Extracted records:
------------------------------------------------------------

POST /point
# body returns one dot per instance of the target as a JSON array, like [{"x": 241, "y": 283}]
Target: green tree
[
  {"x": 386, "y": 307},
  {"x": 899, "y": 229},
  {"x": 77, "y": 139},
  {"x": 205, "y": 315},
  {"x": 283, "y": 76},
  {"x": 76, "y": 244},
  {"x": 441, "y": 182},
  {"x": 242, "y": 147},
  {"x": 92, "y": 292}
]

------------------------------------------------------------

* WORK INSTRUCTIONS *
Set down the whole listing above again, line for line, with no changes.

* EXPECTED ANSWER *
POST /point
# body returns one dot per instance of the target as a JSON array, like [{"x": 241, "y": 283}]
Target: green tree
[
  {"x": 386, "y": 307},
  {"x": 899, "y": 229},
  {"x": 77, "y": 139},
  {"x": 205, "y": 315},
  {"x": 283, "y": 76},
  {"x": 76, "y": 244},
  {"x": 441, "y": 182},
  {"x": 242, "y": 147},
  {"x": 92, "y": 292}
]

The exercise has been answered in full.